▶ _Prompt_: List every person the Robert Washington article below names with both a first and a last name.

- Also known as: "Black Elvis"
- Born: August 16, 1958 (age 68) St. Louis, Missouri, United States
- Occupations: Entertainer, singer
- Years active: 1983 – present

= Robert Washington (impersonator) =

American Elvis impersonator (born 1958)

Robert Washington (born August 16, 1958) is an American Elvis impersonator who has won many Elvis competitions in the United States. Washington is African American, and was the first African American to win the World Champion Elvis Impersonator title. Sam Thompson, a former bodyguard of Elvis Presley, once commented on Washington's close resemblance to Presley's sound.

==Personal==
Washington grew up in St. Louis, Missouri. In 1974, he attended an Elvis Presley concert. The day that Presley died in 1977, Washington was at Marine boot camp, and it also happened to be his 19th birthday. He served in the United States Marine Corps until 1981.

==Career==
Washington's early performances were singing for family and friends, after Presley's death. In the early 1980s, Washington lip-synced Elvis tunes in a stage act. He quotes 1983 as his first career stage appearance. He later branched out into competitions using his own voice.

▶ _Rows_:
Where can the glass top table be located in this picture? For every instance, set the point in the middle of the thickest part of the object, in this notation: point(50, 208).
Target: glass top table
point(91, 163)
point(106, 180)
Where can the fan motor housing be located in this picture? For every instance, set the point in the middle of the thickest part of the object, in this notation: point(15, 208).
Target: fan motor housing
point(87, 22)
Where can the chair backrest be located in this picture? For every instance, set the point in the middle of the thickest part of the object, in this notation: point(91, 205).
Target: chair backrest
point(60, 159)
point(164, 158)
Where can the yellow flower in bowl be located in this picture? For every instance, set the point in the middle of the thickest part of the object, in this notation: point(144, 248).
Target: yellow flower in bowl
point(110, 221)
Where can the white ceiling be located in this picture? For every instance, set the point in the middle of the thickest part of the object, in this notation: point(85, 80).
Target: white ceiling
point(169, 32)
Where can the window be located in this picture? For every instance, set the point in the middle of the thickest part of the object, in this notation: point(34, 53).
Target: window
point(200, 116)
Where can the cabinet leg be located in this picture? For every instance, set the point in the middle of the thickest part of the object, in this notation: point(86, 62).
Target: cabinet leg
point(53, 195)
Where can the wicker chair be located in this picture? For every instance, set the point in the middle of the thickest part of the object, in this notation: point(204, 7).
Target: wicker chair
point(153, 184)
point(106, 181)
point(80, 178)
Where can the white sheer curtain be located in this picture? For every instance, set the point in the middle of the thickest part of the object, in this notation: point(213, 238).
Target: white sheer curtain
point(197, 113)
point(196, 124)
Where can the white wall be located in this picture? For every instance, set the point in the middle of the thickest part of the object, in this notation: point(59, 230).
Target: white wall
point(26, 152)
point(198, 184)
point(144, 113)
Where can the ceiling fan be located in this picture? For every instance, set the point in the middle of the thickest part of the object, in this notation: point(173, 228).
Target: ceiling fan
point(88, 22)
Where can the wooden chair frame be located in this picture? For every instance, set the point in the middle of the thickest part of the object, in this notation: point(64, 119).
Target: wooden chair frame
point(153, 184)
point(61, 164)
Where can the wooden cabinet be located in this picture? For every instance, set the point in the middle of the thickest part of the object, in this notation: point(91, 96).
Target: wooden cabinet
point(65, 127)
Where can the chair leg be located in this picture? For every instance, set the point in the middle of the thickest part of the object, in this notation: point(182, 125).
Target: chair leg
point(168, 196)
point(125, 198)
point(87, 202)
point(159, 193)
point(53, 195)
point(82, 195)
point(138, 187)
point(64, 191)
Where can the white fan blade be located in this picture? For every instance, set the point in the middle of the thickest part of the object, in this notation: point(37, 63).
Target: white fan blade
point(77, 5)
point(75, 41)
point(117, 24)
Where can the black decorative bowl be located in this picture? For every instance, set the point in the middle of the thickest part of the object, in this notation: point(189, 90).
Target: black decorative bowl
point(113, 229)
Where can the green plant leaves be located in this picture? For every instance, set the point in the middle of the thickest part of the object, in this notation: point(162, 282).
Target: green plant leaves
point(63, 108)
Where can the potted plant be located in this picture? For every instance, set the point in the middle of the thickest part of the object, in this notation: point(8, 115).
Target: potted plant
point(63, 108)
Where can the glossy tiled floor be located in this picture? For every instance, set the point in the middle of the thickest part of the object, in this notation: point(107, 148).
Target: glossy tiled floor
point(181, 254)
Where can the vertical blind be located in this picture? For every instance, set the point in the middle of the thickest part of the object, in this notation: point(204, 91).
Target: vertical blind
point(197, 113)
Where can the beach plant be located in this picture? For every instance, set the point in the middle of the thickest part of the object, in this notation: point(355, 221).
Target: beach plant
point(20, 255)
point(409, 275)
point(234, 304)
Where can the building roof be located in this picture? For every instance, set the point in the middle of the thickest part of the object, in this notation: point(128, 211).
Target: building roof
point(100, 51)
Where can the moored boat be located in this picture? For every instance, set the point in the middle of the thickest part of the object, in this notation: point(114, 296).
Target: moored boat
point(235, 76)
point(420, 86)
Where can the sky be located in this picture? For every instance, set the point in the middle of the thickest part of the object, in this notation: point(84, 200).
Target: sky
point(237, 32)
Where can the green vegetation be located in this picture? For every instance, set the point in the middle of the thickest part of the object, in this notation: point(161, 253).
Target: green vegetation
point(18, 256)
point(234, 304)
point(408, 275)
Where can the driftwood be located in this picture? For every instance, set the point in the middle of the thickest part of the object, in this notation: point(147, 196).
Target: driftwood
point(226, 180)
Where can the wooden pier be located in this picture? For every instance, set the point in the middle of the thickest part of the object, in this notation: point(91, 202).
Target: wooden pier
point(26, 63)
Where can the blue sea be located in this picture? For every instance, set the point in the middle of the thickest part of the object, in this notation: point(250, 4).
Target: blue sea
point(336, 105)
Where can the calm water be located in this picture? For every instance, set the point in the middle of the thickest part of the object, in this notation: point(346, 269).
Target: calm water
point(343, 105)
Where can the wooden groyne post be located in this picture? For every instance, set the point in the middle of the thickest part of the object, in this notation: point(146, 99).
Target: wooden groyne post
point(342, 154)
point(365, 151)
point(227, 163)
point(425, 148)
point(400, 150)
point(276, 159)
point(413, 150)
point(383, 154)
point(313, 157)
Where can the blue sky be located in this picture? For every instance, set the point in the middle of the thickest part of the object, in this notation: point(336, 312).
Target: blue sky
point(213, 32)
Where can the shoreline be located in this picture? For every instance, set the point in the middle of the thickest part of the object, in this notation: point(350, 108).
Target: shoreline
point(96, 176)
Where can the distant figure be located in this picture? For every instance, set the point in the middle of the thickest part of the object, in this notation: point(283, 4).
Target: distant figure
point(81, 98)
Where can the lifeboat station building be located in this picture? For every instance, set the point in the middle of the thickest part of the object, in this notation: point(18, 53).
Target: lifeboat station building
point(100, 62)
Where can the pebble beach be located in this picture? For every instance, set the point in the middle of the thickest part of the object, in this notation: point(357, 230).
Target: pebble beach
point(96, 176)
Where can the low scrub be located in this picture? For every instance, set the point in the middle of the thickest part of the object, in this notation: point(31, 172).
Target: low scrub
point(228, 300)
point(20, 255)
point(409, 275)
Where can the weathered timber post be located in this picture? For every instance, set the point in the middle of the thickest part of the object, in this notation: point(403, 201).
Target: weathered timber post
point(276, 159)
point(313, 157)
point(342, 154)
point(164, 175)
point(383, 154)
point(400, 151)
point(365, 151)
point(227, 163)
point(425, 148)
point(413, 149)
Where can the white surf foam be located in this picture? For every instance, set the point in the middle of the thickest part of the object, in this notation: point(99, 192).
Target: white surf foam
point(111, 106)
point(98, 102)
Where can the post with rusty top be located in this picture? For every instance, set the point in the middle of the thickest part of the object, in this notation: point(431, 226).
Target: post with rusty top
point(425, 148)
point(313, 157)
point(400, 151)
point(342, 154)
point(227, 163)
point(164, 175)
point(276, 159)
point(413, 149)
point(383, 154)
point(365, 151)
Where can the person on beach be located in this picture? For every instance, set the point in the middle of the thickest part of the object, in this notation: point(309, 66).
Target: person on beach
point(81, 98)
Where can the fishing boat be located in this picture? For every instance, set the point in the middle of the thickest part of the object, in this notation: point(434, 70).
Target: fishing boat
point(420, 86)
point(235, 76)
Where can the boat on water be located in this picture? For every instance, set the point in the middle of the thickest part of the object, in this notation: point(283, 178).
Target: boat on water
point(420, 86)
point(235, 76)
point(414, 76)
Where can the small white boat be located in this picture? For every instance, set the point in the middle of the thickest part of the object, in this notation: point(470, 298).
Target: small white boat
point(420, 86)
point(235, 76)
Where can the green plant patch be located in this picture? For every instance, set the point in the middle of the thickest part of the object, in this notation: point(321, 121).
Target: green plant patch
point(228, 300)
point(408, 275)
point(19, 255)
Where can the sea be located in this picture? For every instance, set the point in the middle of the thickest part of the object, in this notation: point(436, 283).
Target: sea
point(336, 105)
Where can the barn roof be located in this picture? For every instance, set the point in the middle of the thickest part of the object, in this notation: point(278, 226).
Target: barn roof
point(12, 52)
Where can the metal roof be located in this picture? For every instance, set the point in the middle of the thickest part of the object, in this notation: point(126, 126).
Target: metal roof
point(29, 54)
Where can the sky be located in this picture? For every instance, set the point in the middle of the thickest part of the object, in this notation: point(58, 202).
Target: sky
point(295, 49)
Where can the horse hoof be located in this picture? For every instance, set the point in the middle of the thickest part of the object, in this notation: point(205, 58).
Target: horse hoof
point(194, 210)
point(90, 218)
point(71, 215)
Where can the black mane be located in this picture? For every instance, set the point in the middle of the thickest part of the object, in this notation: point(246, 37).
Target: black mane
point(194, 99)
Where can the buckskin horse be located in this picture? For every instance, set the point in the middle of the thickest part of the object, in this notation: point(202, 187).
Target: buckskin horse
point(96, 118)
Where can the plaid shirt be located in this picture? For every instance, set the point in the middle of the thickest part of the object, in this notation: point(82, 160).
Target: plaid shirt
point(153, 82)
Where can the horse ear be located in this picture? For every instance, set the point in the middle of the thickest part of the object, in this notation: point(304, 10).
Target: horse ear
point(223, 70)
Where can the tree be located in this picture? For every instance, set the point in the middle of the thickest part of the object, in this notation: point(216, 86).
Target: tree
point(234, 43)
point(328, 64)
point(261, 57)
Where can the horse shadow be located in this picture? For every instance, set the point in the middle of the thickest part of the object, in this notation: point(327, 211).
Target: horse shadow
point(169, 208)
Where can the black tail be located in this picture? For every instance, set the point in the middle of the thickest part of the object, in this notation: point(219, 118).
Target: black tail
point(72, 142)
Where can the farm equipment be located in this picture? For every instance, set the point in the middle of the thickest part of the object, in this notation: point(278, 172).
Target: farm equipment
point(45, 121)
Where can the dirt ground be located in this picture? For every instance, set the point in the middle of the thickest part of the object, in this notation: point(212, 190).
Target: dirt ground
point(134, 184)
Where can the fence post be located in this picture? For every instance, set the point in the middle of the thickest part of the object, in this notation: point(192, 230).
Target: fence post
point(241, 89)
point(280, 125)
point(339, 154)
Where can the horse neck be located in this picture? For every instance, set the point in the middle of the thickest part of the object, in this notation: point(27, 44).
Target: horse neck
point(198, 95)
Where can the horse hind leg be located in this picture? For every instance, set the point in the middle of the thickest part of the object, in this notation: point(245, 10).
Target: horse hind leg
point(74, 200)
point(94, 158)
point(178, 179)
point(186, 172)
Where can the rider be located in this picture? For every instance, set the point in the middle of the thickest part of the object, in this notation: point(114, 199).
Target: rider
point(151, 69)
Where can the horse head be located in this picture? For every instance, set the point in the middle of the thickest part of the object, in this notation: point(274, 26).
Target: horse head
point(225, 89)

▶ _Response_: Robert Washington, Sam Thompson, Elvis Presley